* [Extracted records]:
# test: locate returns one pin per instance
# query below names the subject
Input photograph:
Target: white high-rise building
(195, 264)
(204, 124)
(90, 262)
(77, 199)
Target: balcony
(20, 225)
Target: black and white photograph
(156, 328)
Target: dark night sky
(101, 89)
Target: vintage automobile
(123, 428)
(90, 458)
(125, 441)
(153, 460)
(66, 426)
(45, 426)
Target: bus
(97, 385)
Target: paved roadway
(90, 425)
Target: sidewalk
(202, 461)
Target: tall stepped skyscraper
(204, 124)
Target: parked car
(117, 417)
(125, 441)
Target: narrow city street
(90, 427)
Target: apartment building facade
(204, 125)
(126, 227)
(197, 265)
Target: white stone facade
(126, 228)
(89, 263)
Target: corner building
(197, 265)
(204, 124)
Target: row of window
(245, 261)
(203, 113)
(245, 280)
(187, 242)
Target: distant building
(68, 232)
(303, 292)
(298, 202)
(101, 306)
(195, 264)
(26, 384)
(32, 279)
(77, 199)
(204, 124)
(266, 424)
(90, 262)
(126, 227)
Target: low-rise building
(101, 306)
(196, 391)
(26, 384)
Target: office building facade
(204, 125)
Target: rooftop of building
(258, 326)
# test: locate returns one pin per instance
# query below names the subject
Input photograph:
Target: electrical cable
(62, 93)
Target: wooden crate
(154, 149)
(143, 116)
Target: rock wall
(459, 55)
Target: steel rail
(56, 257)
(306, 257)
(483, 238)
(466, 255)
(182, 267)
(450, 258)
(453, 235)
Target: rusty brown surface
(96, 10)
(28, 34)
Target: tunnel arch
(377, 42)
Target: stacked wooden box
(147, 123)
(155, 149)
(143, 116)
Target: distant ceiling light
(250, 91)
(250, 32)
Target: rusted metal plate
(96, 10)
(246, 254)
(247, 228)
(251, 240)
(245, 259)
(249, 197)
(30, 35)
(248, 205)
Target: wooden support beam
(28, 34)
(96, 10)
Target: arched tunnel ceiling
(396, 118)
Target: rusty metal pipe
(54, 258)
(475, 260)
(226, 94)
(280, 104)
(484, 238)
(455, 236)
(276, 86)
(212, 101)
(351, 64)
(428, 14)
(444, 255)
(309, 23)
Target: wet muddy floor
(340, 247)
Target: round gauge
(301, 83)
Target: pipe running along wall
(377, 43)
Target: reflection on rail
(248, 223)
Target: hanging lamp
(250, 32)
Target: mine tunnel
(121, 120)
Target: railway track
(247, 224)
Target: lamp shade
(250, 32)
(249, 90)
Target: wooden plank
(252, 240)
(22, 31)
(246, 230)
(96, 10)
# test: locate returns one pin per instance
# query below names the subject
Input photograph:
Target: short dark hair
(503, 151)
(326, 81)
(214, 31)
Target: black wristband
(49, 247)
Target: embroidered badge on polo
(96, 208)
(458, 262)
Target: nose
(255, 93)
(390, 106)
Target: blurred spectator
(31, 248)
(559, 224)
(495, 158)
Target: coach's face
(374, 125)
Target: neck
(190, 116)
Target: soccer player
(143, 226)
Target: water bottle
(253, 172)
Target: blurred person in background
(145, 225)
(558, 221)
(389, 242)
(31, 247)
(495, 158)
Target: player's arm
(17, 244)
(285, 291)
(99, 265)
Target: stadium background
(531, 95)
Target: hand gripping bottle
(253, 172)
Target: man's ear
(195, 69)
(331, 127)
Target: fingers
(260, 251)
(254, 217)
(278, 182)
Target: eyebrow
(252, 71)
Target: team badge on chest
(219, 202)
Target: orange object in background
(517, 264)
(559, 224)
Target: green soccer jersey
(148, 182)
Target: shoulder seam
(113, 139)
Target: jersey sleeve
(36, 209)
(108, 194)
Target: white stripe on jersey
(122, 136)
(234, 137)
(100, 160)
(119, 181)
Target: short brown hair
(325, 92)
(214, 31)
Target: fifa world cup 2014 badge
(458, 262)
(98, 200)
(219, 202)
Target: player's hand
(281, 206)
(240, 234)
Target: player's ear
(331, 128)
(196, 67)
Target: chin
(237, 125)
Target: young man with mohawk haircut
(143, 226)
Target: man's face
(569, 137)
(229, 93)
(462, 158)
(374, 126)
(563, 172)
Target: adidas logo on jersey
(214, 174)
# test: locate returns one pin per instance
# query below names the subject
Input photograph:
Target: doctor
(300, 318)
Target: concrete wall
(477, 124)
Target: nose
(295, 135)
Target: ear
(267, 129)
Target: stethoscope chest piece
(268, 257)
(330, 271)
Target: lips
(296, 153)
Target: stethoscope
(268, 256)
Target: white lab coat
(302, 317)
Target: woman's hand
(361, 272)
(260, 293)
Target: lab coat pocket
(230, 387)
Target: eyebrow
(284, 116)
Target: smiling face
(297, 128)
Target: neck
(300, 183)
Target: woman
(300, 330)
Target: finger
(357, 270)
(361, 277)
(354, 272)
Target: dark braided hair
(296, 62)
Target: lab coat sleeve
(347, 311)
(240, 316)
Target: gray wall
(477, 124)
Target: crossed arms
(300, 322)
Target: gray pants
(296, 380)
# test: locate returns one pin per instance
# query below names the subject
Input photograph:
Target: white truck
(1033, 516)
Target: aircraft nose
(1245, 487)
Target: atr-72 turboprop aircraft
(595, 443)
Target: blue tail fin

* [Exercise]: Return the records in full, exactly as they read.

* [Solution to the exercise]:
# test: locate returns one pin per instance
# query below names the subject
Input photograph:
Target: white high-rise building
(195, 264)
(204, 124)
(90, 262)
(77, 199)
Target: balcony
(20, 225)
Target: black and white photograph
(156, 328)
Target: dark night sky
(101, 89)
Target: vintage automobile
(123, 428)
(90, 458)
(125, 441)
(153, 460)
(66, 426)
(45, 426)
Target: bus
(97, 385)
Target: paved roadway
(90, 425)
Target: sidewalk
(202, 461)
Target: tall stepped skyscraper
(204, 124)
Target: parked car
(117, 417)
(125, 441)
Target: narrow city street
(90, 427)
Target: apartment building facade
(204, 125)
(126, 227)
(197, 265)
Target: white stone facade
(126, 228)
(89, 263)
Target: corner building
(197, 265)
(204, 124)
Target: row of window
(245, 261)
(203, 113)
(245, 280)
(187, 242)
Target: distant building
(68, 232)
(303, 292)
(298, 202)
(101, 306)
(195, 264)
(26, 384)
(32, 279)
(77, 199)
(204, 124)
(266, 424)
(90, 262)
(126, 227)
Target: low-rise building
(101, 306)
(196, 391)
(26, 384)
Target: office building facade
(204, 125)
Target: rooftop of building
(258, 326)
# test: locate returns one pin per instance
# query below names the subject
Input photograph:
Target: electrical cable
(62, 93)
Target: wooden crate
(154, 149)
(143, 116)
Target: rock wall
(459, 55)
Target: steel rail
(56, 257)
(306, 257)
(483, 238)
(466, 255)
(182, 267)
(450, 258)
(453, 235)
Target: rusty brown surface
(96, 10)
(28, 34)
Target: tunnel arch
(377, 42)
Target: stacked wooden box
(147, 123)
(155, 149)
(143, 116)
Target: distant ceiling light
(250, 91)
(250, 32)
Target: rusted metal plate
(96, 10)
(246, 254)
(247, 228)
(251, 240)
(245, 259)
(249, 197)
(30, 35)
(248, 205)
Target: wooden support beam
(28, 34)
(96, 10)
Target: arched tunnel ceiling
(396, 118)
Target: rusty metal pipe
(54, 258)
(475, 260)
(226, 94)
(280, 104)
(484, 238)
(455, 236)
(276, 86)
(212, 101)
(351, 64)
(428, 14)
(444, 255)
(309, 23)
Target: wet muddy floor
(340, 247)
Target: round gauge
(301, 83)
Target: pipe running along wall
(377, 43)
Target: reflection on rail
(248, 223)
Target: hanging lamp
(250, 32)
Target: mine tunnel
(121, 120)
Target: railway track
(247, 224)
Target: lamp shade
(250, 32)
(249, 90)
Target: wooden plank
(252, 240)
(22, 31)
(246, 230)
(96, 10)
# test: locate returns one pin per instance
# query below names the subject
Input photograph:
Target: short dark hair
(503, 151)
(326, 81)
(214, 31)
Target: black wristband
(49, 247)
Target: embroidered badge on polo
(96, 208)
(458, 262)
Target: nose
(255, 93)
(390, 106)
Target: blurred spectator
(31, 248)
(559, 224)
(495, 158)
Target: coach's face
(374, 125)
Target: neck
(190, 116)
Target: soccer player
(143, 226)
Target: water bottle
(253, 172)
Target: blurred person in background
(145, 225)
(558, 221)
(389, 242)
(31, 247)
(495, 158)
Target: player's arm
(17, 244)
(285, 291)
(99, 265)
Target: stadium background
(531, 95)
Target: hand gripping bottle
(253, 172)
Target: man's ear
(195, 69)
(331, 127)
Target: fingers
(260, 251)
(254, 217)
(278, 182)
Target: eyebrow
(252, 71)
Target: team badge on chest
(219, 202)
Target: orange object in background
(517, 264)
(559, 224)
Target: green soccer jersey
(148, 182)
Target: shoulder seam
(113, 139)
Target: jersey sleeve
(36, 209)
(108, 194)
Target: white stripe on jersey
(122, 136)
(234, 137)
(100, 160)
(119, 181)
Target: short brown hair
(325, 92)
(214, 31)
Target: fifa world cup 2014 badge
(458, 262)
(98, 200)
(219, 202)
Target: player's hand
(281, 206)
(240, 234)
Target: player's ear
(331, 128)
(196, 67)
Target: chin
(237, 125)
Target: young man with mohawk haircut
(143, 226)
Target: man's face
(569, 137)
(229, 93)
(462, 158)
(374, 126)
(563, 172)
Target: adidas logo on jersey
(214, 174)
# test: locate returns one pin per instance
# query below names the subject
Input photograph:
Target: doctor
(300, 318)
Target: concrete wall
(477, 124)
Target: nose
(295, 135)
Target: ear
(267, 129)
Target: stethoscope chest piece
(268, 257)
(330, 271)
Target: lips
(296, 153)
Target: stethoscope
(268, 256)
Target: white lab coat
(302, 317)
Target: woman's hand
(361, 272)
(260, 293)
Target: lab coat pocket
(230, 387)
Target: eyebrow
(284, 116)
Target: smiling face
(297, 128)
Target: neck
(300, 183)
Target: woman
(300, 330)
Target: finger
(357, 270)
(361, 277)
(354, 272)
Target: dark braided hair
(296, 62)
Target: lab coat sleeve
(347, 311)
(240, 316)
Target: gray wall
(477, 124)
Target: crossed arms
(300, 322)
Target: gray pants
(296, 380)
# test: locate returns one pin per instance
# query below names the subject
Input photograph:
Target: white truck
(1033, 516)
Target: aircraft nose
(1245, 487)
Target: atr-72 turboprop aircraft
(595, 443)
Target: blue tail fin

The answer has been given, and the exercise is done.